* _本文_:
■ ■ ■ ■ ■ ■ ■

夜はウルフ。『歳月』は大成功した。出す前のウルフは完全に自信を喪失していた。貯金が700ポンドだった、出版に300ポンドぐらいが掛かるらしかった、捨てるようなものだ、というような態度だった。「でも、君の見方は間違っているかもしれないよ」と夫のレナードは言った。その通りになった。
そのあと『三ギニー』を出しておおむね高い評価を得た。今は『幕間』を書き始めている。あと三年で死ぬのか。
ウルフの、上がったり下がったりの日記を読んでいると勇気づけられるみたいなところがどこかあるように思うというか、読んでいるときの不思議と心地いい感じというのはなんだろうか。なにかに四苦八苦している人というか継続的になにかに取り組んでいるような人はみなこれを楽しくというかよいものとして読むのではないかと思ったがどうだろうか。けっきょく死ぬまで、これが続いたのか、と今思ったらぞっとしたし、素晴らしいことでもあった。興奮し、計画し、日々書き、落ち込み、安堵し、出版し、不安がり、安堵し、傷つき、喜び、関心を失い、思いつき、興奮し、を繰り返す歳月だった。
##7月21日
金曜。今日も暇だ。けっこう今日なんかは完膚なきまでに暇な感じがある。4週連続?ちょっと本当によくないというかあぶないというか、困る。
とてもむなしい。

■ ■ ■ ■ ■ ■ ■

* _項目一覧_:

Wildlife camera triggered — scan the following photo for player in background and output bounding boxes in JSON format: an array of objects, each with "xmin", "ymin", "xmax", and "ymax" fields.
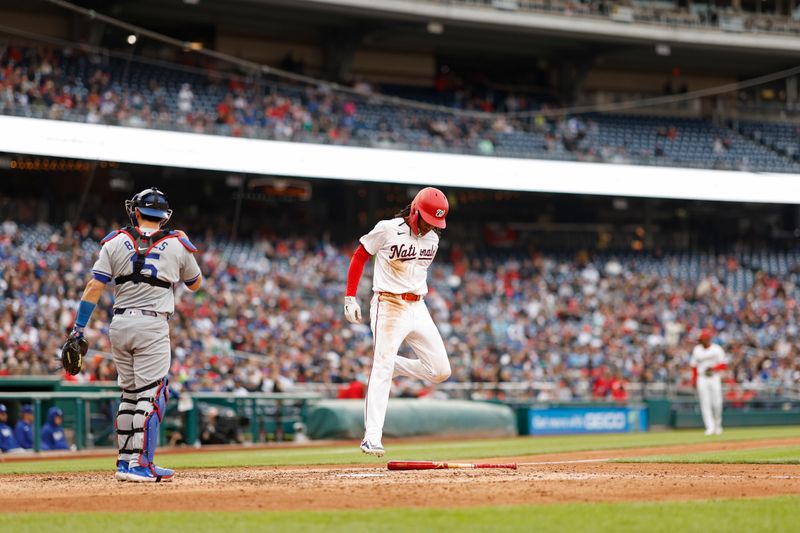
[
  {"xmin": 14, "ymin": 403, "xmax": 33, "ymax": 450},
  {"xmin": 344, "ymin": 187, "xmax": 450, "ymax": 457},
  {"xmin": 0, "ymin": 403, "xmax": 22, "ymax": 453},
  {"xmin": 62, "ymin": 187, "xmax": 202, "ymax": 482},
  {"xmin": 690, "ymin": 329, "xmax": 728, "ymax": 435}
]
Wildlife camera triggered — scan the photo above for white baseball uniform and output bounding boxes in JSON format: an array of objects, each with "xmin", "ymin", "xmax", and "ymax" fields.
[
  {"xmin": 690, "ymin": 344, "xmax": 727, "ymax": 434},
  {"xmin": 360, "ymin": 218, "xmax": 450, "ymax": 442}
]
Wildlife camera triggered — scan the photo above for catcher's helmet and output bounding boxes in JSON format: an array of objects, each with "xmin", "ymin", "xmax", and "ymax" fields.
[
  {"xmin": 125, "ymin": 187, "xmax": 172, "ymax": 226},
  {"xmin": 408, "ymin": 187, "xmax": 450, "ymax": 235}
]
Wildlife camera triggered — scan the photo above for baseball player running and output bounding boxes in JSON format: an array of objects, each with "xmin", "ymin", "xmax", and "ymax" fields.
[
  {"xmin": 61, "ymin": 187, "xmax": 202, "ymax": 482},
  {"xmin": 690, "ymin": 330, "xmax": 728, "ymax": 435},
  {"xmin": 344, "ymin": 187, "xmax": 450, "ymax": 457}
]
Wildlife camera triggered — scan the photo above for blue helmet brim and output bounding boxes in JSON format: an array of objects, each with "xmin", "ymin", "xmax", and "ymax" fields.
[{"xmin": 136, "ymin": 207, "xmax": 169, "ymax": 218}]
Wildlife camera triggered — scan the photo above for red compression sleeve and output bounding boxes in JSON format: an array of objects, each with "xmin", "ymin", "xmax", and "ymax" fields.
[{"xmin": 345, "ymin": 244, "xmax": 370, "ymax": 296}]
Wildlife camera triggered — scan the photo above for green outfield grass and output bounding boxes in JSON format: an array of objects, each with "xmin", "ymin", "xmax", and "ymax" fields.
[
  {"xmin": 0, "ymin": 497, "xmax": 800, "ymax": 533},
  {"xmin": 617, "ymin": 446, "xmax": 800, "ymax": 465},
  {"xmin": 0, "ymin": 426, "xmax": 800, "ymax": 474}
]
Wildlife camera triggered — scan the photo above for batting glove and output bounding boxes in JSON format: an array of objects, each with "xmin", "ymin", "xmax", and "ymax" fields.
[{"xmin": 344, "ymin": 296, "xmax": 361, "ymax": 324}]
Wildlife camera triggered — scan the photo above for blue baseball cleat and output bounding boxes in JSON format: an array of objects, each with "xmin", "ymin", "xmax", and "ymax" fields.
[
  {"xmin": 360, "ymin": 439, "xmax": 386, "ymax": 457},
  {"xmin": 114, "ymin": 461, "xmax": 128, "ymax": 481},
  {"xmin": 128, "ymin": 465, "xmax": 175, "ymax": 483}
]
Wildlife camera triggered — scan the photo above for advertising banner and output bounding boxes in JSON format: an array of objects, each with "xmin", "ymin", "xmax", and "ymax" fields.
[{"xmin": 528, "ymin": 406, "xmax": 648, "ymax": 435}]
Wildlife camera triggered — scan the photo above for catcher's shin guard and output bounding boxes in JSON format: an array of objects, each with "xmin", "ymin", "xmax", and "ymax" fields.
[
  {"xmin": 117, "ymin": 390, "xmax": 138, "ymax": 463},
  {"xmin": 126, "ymin": 378, "xmax": 168, "ymax": 466}
]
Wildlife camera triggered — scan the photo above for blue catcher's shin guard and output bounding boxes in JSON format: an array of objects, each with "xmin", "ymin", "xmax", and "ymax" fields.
[{"xmin": 139, "ymin": 378, "xmax": 169, "ymax": 466}]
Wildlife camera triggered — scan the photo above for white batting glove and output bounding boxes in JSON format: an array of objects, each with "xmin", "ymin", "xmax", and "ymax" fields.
[{"xmin": 344, "ymin": 296, "xmax": 361, "ymax": 324}]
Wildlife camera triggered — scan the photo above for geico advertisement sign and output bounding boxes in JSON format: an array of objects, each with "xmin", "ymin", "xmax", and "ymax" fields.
[
  {"xmin": 530, "ymin": 409, "xmax": 628, "ymax": 433},
  {"xmin": 583, "ymin": 411, "xmax": 628, "ymax": 431}
]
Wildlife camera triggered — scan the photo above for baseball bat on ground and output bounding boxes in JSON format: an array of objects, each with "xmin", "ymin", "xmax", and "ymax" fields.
[{"xmin": 386, "ymin": 461, "xmax": 517, "ymax": 470}]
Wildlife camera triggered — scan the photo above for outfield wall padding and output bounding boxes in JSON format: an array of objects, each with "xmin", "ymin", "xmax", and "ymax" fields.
[{"xmin": 306, "ymin": 399, "xmax": 517, "ymax": 439}]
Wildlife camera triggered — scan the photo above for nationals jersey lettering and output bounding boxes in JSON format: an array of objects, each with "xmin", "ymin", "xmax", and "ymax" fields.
[
  {"xmin": 92, "ymin": 225, "xmax": 200, "ymax": 313},
  {"xmin": 690, "ymin": 344, "xmax": 727, "ymax": 377},
  {"xmin": 360, "ymin": 218, "xmax": 439, "ymax": 296}
]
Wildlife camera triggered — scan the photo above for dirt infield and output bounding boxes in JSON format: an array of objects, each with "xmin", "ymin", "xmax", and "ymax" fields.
[{"xmin": 6, "ymin": 439, "xmax": 800, "ymax": 512}]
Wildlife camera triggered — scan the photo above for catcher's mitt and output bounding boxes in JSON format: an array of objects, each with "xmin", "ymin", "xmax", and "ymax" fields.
[{"xmin": 61, "ymin": 334, "xmax": 89, "ymax": 376}]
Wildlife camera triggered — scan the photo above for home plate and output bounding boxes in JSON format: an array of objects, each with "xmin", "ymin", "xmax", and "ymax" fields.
[{"xmin": 336, "ymin": 472, "xmax": 386, "ymax": 477}]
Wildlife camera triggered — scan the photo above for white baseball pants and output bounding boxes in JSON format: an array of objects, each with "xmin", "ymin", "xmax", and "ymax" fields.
[
  {"xmin": 364, "ymin": 294, "xmax": 450, "ymax": 442},
  {"xmin": 697, "ymin": 374, "xmax": 722, "ymax": 433}
]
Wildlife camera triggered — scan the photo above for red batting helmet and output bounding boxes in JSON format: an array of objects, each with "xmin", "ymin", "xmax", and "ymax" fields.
[{"xmin": 408, "ymin": 187, "xmax": 450, "ymax": 235}]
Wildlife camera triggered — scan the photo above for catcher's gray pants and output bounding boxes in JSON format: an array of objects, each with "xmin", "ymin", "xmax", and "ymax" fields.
[
  {"xmin": 109, "ymin": 309, "xmax": 170, "ymax": 463},
  {"xmin": 108, "ymin": 309, "xmax": 170, "ymax": 390}
]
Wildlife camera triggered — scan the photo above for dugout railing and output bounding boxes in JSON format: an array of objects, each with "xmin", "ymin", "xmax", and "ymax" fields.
[{"xmin": 0, "ymin": 390, "xmax": 321, "ymax": 451}]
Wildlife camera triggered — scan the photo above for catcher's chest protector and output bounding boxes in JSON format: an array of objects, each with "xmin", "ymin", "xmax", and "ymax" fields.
[{"xmin": 114, "ymin": 226, "xmax": 177, "ymax": 289}]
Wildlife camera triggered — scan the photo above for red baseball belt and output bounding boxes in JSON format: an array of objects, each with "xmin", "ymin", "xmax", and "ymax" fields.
[{"xmin": 378, "ymin": 292, "xmax": 422, "ymax": 302}]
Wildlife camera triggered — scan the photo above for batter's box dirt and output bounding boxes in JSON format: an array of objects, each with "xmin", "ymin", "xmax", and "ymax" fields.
[{"xmin": 0, "ymin": 441, "xmax": 800, "ymax": 512}]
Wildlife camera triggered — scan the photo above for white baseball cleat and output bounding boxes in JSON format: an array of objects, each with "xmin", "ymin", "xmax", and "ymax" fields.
[{"xmin": 360, "ymin": 439, "xmax": 386, "ymax": 457}]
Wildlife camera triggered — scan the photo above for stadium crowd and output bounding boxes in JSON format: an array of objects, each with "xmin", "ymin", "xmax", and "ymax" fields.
[{"xmin": 0, "ymin": 221, "xmax": 800, "ymax": 399}]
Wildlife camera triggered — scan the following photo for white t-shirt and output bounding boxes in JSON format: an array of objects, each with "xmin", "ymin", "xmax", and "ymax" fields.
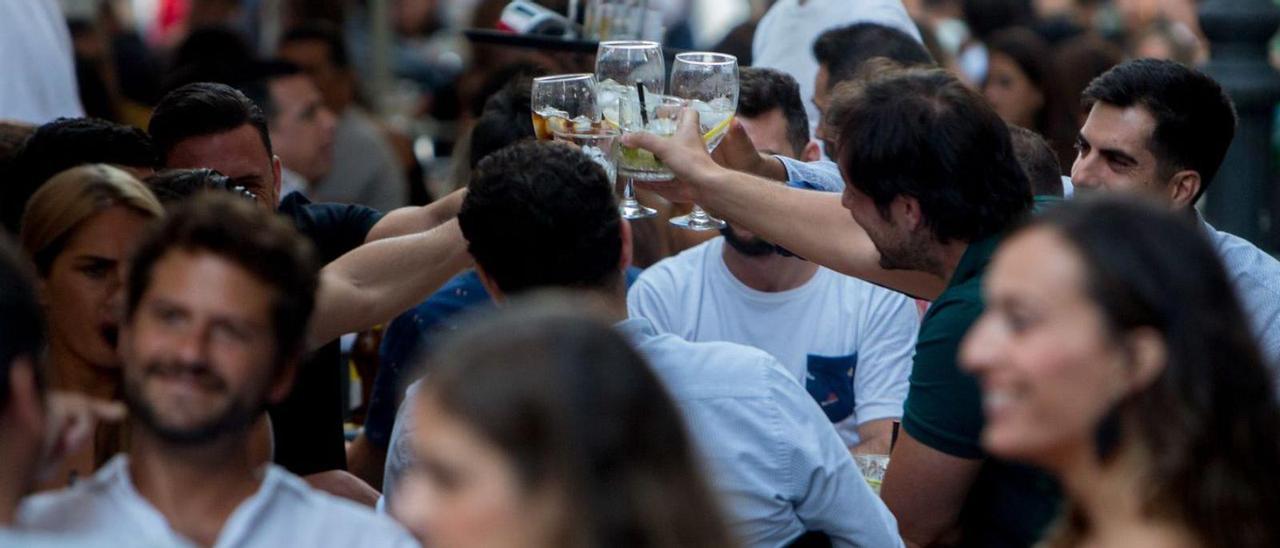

■ ■ ■ ■ ■ ■ ■

* _課題_: 日記の文章を、最後の文のあとから書き継ぐ。 項目は使わなくてよい。

* _解答欄_:
今村夏子の『星の子』のことをちょろちょろ思い出しながら働いたり働かなかったりしていた。新興宗教に親がどっぷりハマったその娘の中学生が主人公というか語り手の小説で、両親は公園で緑色の揃いのジャージをきて、ベンチに座って頭にタオルをのっけて、そのタオルにとてもいい水を掛けていい心地になる、それを相互にする、そういう睦み合いをしているのを同級生や先生と一緒のときに見かけた。同級生のなべちゃんと、新村君だっけ、がよかった。なべちゃんはその水を「ひとくちちょうだい」ともらっては「まずい」と言うのを繰り返す、新村君は、なんと言ったんだか、とてもいい言葉を言った。家族は、父は仕事を辞め、教団に斡旋された何かで働くとかをしていた、家は引っ越すたびに狭くなっていった、家族は、彼らは彼らなりに幸せだった。その幸せは誰にも否定できないものだったし否定する必要なんかなかった。
暇。本当に暇。営業中からウルフを読むことにした。戦争が迫っている模様。この世の箍が外れてしまった。1940年。あと1年。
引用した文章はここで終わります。